Task = According to the text on the aftermath of the Malakand crisis, whom did the military direct humanitarian organizations to work through?

Given text =
In the aftermath of the militant uprising and subsequent military operations in Malakand, there was little trust in the military. Civilians, who suffered both at the hands of the militants and the military, found it difficult to differentiate between the two sides. As a result, the population at large felt alienated. Elected representatives did not meet people’s expectations during and after the crisis, and had minimum contact with their electorates. Genuine leaders were sidelined, and it has been a well-defined strategy of the militants to kill influential elders and political leaders in tribal as well as settled areas. In order to increase acceptance within communities the military formed Peace Committees, but these largely comprise yes men or onetime militant supporters; as such their credibility has sometimes been in question, and they have no standing in the community. The military nonetheless directed humanitarian organisations to work through Peace Committee members, in a parody of community participation, and did not give the go-ahead for any relief distributions or other interventions unless the Peace Committee approved the beneficiaries. Predictably, the Peace Committees influenced the selection of beneficiaries as a means to maximise personal gain, leaving out the most deserving people in the process.
Advocating and lobbying for the rights of people in such situations is a dangerous undertaking, and many who have tried to do so have been silenced or killed. This makes it very difficult for civil society organisations, whose main objective is to ensure that ordinary peoples voices are heard, to highlight issues involving the army. International humanitarian NGOs and UN agencies are treated better by the civil administration and the military compared to local organisations, as they have ready access to the international media. While international organisations dominate the clusters and working groups at the central level and have access to policy-makers, implementation is carried out mostly by local organisations. International organisations need to understand the situation in which their implementing partners are working and seek to influence the military wherever it is involved. International organisations look at things in black and white in light of humanitarian principles, but they need to understand that matters at the local level are most often played out in shades of grey.
Zahir Shah is Programme Manager for the Shangla Development Society (SDS).

Records supplied =
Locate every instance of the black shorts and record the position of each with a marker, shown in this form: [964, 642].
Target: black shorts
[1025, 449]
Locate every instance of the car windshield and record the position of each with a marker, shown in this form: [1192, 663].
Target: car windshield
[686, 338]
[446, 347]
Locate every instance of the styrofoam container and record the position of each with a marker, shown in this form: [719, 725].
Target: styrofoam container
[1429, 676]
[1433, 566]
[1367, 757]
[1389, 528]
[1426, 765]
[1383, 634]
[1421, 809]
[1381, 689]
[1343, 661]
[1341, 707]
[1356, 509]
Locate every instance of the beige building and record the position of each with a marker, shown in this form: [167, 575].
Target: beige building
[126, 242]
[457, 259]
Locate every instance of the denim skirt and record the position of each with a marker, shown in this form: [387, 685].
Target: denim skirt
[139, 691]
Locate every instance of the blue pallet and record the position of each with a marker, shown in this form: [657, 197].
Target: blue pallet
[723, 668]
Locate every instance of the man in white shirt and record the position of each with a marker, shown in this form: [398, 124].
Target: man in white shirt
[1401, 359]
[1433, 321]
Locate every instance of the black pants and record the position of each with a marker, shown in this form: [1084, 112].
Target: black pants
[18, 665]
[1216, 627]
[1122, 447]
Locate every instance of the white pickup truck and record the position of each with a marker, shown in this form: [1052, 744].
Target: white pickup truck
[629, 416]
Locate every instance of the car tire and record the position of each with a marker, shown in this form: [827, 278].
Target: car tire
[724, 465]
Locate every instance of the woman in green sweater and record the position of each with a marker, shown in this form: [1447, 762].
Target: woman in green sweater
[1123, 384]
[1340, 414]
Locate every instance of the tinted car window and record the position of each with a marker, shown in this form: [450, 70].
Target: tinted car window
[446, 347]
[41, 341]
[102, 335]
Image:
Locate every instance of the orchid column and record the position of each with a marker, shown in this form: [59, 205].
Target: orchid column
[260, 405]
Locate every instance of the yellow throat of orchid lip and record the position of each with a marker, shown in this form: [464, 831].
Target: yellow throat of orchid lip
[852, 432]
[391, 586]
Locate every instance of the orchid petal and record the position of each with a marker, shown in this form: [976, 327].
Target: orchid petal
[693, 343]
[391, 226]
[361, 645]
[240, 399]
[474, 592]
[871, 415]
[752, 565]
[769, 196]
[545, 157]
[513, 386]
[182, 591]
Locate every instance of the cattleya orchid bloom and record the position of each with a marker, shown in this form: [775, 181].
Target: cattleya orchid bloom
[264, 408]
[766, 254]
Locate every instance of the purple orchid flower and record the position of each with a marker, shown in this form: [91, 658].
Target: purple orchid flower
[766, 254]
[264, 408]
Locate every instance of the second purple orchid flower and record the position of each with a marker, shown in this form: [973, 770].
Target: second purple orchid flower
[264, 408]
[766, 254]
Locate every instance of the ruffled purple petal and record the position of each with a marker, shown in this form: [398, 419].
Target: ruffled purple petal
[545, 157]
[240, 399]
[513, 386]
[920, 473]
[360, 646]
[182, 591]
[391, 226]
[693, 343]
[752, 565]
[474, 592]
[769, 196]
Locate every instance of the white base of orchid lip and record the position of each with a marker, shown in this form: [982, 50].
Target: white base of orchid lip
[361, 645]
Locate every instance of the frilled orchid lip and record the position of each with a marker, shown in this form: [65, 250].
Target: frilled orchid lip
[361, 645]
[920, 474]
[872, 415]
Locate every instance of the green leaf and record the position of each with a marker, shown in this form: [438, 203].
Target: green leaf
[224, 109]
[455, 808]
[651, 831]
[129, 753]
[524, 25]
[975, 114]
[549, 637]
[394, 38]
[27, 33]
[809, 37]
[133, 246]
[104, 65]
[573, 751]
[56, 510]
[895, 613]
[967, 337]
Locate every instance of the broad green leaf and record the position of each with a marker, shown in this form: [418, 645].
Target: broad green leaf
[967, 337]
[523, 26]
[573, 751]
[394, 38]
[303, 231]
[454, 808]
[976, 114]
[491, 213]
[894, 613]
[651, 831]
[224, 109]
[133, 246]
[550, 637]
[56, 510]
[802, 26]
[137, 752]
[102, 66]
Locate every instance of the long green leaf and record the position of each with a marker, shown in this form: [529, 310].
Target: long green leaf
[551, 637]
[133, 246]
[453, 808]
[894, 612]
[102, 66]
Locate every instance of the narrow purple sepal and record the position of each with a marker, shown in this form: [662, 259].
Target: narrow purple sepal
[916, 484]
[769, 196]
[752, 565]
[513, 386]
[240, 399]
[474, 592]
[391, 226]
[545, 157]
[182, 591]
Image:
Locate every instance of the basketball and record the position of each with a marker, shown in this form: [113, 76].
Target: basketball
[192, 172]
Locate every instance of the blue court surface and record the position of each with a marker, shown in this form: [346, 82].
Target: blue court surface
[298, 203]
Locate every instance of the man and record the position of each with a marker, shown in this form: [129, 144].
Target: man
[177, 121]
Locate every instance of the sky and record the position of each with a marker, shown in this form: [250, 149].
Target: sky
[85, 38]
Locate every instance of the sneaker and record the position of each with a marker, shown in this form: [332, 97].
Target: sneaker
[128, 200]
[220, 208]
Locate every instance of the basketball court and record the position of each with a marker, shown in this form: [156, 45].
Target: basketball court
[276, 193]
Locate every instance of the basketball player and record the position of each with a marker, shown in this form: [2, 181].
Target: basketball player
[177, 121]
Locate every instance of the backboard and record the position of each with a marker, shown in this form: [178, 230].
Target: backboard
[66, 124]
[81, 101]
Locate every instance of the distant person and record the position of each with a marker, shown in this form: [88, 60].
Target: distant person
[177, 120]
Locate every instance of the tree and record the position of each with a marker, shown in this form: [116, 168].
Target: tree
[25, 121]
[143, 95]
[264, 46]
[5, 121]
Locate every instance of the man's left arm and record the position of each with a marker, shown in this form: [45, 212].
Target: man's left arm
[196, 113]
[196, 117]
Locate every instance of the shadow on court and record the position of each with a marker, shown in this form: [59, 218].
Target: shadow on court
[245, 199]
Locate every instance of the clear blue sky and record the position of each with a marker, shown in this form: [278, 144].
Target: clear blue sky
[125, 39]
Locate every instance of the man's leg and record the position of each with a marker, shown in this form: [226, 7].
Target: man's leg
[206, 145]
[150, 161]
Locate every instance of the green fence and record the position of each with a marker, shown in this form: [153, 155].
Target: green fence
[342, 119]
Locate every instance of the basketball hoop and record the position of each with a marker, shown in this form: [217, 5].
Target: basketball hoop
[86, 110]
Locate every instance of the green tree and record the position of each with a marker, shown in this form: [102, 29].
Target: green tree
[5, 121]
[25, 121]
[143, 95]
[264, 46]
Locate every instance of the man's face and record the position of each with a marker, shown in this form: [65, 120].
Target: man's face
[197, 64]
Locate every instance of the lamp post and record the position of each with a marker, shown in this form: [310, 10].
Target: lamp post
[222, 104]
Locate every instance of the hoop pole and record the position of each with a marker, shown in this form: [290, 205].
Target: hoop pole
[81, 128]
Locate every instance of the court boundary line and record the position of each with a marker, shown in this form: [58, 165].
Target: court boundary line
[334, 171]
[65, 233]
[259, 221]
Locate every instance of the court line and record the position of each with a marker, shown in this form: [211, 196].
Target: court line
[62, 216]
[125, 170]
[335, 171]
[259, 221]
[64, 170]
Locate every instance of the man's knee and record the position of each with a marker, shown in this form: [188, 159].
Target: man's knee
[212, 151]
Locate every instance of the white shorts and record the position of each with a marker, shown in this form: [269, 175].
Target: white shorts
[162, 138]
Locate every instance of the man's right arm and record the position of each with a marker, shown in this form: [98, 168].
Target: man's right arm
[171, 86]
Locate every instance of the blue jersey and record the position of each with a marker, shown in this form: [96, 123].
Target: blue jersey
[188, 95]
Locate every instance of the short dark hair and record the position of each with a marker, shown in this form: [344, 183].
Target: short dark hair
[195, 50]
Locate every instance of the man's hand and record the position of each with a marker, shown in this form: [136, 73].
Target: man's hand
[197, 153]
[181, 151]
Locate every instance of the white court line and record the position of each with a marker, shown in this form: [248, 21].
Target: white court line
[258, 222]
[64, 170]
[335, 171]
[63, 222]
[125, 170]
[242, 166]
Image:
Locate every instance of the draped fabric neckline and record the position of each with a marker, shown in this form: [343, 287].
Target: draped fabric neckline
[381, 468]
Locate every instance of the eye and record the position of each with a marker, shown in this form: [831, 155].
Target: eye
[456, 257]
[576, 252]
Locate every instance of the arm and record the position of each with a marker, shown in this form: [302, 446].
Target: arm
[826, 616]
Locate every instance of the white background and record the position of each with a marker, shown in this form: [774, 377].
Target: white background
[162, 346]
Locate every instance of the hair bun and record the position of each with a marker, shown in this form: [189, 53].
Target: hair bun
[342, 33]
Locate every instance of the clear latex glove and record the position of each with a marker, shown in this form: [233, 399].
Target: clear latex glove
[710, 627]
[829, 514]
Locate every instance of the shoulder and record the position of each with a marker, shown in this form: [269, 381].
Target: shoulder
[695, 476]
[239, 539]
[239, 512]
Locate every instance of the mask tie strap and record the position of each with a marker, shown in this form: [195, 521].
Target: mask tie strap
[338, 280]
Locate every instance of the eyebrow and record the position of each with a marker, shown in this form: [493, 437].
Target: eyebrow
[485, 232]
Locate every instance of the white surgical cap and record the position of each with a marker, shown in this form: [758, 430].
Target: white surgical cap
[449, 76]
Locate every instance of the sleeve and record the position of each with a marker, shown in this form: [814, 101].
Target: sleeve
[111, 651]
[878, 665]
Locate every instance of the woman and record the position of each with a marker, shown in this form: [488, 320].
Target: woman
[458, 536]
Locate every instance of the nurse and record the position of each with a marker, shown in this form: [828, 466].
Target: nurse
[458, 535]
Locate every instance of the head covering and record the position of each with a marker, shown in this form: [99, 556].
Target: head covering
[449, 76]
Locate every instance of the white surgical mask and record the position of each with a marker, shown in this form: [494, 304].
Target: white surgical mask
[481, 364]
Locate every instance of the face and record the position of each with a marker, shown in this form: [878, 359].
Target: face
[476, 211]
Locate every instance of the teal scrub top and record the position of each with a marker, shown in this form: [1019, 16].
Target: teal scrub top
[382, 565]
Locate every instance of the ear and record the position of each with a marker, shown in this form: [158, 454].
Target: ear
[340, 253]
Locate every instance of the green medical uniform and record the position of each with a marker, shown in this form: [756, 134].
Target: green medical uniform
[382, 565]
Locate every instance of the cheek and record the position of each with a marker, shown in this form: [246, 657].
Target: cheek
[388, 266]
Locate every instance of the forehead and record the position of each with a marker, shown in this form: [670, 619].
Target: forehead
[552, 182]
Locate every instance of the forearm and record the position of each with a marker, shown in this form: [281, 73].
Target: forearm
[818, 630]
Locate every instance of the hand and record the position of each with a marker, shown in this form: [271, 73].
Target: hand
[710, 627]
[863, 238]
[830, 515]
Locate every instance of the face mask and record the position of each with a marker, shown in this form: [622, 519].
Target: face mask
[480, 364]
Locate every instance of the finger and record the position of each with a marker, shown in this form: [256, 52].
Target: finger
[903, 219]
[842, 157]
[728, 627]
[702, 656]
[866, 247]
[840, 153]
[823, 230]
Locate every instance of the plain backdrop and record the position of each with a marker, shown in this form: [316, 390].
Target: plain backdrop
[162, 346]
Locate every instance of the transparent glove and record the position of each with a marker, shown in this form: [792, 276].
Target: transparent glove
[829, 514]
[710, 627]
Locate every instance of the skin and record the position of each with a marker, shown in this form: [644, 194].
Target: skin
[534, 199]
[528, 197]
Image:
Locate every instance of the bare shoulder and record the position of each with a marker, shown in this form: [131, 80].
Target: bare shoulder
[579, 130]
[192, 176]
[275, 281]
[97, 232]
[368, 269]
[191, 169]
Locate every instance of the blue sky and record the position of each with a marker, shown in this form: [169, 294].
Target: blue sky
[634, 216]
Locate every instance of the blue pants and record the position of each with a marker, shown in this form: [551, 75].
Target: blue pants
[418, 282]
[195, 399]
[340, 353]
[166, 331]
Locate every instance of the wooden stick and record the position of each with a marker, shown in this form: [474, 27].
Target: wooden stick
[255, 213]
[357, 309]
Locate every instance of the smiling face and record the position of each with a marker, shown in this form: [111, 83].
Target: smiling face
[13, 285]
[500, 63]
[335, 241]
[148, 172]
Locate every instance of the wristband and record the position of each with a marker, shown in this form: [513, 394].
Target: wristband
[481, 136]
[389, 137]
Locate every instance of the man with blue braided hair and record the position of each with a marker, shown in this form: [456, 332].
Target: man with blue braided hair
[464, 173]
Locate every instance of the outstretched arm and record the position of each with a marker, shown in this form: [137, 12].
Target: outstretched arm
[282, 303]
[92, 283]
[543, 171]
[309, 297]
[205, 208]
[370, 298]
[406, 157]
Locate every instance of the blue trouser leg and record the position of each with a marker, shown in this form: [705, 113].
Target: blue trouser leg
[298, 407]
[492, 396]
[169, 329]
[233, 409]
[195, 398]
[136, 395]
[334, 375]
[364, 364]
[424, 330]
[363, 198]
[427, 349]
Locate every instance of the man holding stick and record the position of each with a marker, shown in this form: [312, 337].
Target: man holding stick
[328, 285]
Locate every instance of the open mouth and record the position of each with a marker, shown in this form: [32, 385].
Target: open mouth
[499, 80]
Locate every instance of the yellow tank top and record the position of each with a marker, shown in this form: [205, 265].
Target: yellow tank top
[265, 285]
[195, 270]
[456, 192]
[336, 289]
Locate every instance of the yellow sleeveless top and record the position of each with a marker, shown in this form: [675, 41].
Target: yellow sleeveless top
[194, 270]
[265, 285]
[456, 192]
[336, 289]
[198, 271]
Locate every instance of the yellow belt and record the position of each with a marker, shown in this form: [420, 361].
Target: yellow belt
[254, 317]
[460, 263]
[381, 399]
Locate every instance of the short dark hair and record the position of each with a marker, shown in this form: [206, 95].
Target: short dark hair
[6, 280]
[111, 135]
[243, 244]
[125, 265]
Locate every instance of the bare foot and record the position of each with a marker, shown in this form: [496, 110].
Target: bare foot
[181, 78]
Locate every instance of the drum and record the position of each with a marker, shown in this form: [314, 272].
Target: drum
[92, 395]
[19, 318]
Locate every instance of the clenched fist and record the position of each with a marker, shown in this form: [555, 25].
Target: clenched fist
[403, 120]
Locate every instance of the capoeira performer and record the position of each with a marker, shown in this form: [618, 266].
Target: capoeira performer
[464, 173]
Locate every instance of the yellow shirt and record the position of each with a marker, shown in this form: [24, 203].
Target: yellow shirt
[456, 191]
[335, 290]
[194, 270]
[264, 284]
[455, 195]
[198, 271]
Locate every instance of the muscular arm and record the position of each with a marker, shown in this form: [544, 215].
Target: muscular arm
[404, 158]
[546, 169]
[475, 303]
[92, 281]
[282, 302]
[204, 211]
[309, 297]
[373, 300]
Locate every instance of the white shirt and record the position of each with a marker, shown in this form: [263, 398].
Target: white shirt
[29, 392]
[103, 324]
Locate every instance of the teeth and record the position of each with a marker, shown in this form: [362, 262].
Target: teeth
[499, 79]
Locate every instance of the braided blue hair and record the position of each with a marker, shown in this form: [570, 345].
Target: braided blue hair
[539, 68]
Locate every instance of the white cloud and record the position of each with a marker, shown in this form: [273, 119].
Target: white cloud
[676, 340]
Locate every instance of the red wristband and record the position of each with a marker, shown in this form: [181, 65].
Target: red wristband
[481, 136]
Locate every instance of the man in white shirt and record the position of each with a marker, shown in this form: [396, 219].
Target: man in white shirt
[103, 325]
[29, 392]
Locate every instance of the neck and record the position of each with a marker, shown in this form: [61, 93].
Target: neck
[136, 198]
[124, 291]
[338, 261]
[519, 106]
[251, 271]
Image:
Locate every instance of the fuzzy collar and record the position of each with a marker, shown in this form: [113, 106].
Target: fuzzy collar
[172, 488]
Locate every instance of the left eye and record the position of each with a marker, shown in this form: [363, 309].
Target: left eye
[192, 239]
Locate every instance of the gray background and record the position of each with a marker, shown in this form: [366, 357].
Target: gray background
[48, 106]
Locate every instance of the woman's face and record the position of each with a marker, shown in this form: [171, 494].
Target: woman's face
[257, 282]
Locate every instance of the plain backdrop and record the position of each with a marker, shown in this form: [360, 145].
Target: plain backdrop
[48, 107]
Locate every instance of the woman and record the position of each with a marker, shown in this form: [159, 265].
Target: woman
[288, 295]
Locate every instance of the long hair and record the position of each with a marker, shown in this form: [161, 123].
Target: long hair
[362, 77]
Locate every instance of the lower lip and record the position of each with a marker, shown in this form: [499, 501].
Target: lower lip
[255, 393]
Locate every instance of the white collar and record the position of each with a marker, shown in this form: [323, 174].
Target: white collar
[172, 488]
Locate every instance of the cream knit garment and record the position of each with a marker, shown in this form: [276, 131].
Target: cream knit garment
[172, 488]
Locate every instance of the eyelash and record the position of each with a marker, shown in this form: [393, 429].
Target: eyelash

Answer box = Peace Committee members.